Task to complete: Continue the passage on reclaiming and beneficiating fly ash, picking up right after its last sentence.

Reading text:
Abstract: This invention relates to an apparatus, method and product wherein fine particles of fly ash containing carbon are oxidized in a dry, bubbling fluid bed of previously introduced fine particles of the same fly ash so that the subsequently removed particles have reduced carbon content and are useful as pozzolan, suitable for use, without further processing, to replace a portion of the cement in concrete. The preferred conditions are a temperature of about 1300 to 180 F., air velocity of between at least about 0.5, but not more than about 3 ft./sec., residence time of at least about 2 minutes but up to 100 minutes, volume ratio of air to fly ash of between about 1,000 and 1500, and an excess of oxygen between about 5% and 15%.

Claims: The method of reducing carbon content of fine particles of fly ash containing carbon, comprising: a) introducing said fly ash fine particles containing carbon to a dry bubbling fluid bed consisting essentially of said particles, and: b)oxidizing said carbon in the fly ash particles by intimately mixing said particles with air in said bed at a temperature of between about 1300 and about 1800 F., by introducing ambient air to said bed at a volume ratio of between about 1000 to about 1500, air to fly ash, at a velocity of between at least about 0.5, but less than about 3.0 ft./sec., and said particles having a residence time in said bed of at least about 2 minutes, but up to about 100 minutes, c)then removing said fly ash particles from said bed, wherein said particles have had the carbon content reduced by said oxidation, so that said removed fly ash particles are enhanced pozzolan suitable for use, without further processing, to replace a portion of the cement in concrete".

The above technology is being adapted herein, in the process of our subject, "US Patent 7,670,424 - Methods for Reclaiming and Beneficiating Fly Ash Particles and Systems Thereof", for application to Fly Ash that has been recovered from disposal sites.) - - -

Abstract: A method and system for reclaiming and beneficiating fly ash particles includes recovering at least a portion of fly ash particles from reclaimed feed and supplying at least a portion of the recovered fly ash particles to at least one mixing reactor with a chamber where at least a portion of the supplied fly ash particles are thermally beneficiated.

Dataset excerpts:
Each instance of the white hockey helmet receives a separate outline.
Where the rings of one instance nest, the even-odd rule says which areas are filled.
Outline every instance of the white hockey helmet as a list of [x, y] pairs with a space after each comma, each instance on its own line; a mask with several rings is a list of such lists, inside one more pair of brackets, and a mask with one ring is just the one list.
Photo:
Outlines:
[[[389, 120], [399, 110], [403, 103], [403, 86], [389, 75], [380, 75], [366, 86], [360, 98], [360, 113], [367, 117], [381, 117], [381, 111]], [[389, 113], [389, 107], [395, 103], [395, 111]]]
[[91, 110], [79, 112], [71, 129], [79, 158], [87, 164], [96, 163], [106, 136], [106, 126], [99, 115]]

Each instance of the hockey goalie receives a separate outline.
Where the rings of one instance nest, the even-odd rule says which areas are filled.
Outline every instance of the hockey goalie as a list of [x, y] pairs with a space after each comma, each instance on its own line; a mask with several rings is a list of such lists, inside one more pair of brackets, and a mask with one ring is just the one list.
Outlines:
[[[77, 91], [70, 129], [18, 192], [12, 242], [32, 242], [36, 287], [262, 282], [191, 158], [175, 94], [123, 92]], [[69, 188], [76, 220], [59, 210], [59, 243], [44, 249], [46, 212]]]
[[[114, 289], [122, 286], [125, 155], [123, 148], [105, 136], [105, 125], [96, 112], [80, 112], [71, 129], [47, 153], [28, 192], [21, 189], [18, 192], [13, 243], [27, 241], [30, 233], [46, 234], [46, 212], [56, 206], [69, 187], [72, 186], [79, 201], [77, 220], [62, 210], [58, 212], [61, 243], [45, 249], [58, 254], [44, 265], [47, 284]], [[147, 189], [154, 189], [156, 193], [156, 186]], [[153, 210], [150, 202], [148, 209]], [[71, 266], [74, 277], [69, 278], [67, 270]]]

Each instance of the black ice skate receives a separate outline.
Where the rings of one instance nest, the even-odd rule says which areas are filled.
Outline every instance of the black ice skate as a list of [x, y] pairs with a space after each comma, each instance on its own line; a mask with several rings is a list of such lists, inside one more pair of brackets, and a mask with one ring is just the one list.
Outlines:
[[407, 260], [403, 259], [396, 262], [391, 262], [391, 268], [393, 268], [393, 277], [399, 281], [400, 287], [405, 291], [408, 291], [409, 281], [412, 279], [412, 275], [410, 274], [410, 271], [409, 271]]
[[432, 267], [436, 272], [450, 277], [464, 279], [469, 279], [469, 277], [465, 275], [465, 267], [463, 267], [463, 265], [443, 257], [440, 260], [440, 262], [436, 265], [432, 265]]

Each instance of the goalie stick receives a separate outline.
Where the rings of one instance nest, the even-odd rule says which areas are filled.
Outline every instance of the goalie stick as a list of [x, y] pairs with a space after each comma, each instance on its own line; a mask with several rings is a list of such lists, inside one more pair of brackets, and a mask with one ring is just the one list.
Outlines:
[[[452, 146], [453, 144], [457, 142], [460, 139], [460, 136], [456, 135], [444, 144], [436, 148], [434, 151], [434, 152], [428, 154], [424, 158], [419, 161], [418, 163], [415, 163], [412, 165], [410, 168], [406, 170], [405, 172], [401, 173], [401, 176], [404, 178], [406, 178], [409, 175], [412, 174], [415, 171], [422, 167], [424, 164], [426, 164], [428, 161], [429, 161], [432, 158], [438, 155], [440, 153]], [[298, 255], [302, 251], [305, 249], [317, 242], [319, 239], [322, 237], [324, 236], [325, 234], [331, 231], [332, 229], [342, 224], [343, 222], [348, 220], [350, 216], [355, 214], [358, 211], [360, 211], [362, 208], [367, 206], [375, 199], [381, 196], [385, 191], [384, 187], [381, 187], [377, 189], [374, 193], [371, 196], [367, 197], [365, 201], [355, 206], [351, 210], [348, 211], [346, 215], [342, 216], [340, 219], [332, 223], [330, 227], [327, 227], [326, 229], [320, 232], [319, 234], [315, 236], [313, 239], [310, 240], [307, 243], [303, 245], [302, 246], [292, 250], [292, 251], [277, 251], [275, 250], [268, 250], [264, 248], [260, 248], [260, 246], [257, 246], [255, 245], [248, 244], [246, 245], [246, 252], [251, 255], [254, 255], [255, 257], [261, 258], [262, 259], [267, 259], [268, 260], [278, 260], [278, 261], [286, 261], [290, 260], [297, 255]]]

Response:
Claims: A method for reclaiming and beneficiating fly ash particles, the method comprising: recovering at least a portion of landfill fly ash particles from reclaimed feed previously disposed in at least one landfill site, the reclaimed feed comprising the fly ash particles and at least one non-by product of coal burning resulting from the disposal at the at least one landfill site; supplying at least a portion of the recovered fly ash particles to at least one mixing reactor with a chamber; and thermally beneficiating at least a portion of the supplied fly ash particles in the chamber. 

The method ... wherein the recovering further comprises: mixing the reclaimed feed to at least partially separate the fly ash particles; and heating the reclaimed feed with other fly ash particles and at least one gas obtained from the chamber to dry the fly ash particles prior to the thermally beneficiating (and) wherein the recovering further comprises: mixing the reclaimed feed to at least partially separate the fly ash particles; and heating the reclaimed feed with an exhaust gas from the beneficiating at least a portion of the supply fly ash particles in the chamber to dry the fly ash particles prior to the thermally beneficiating.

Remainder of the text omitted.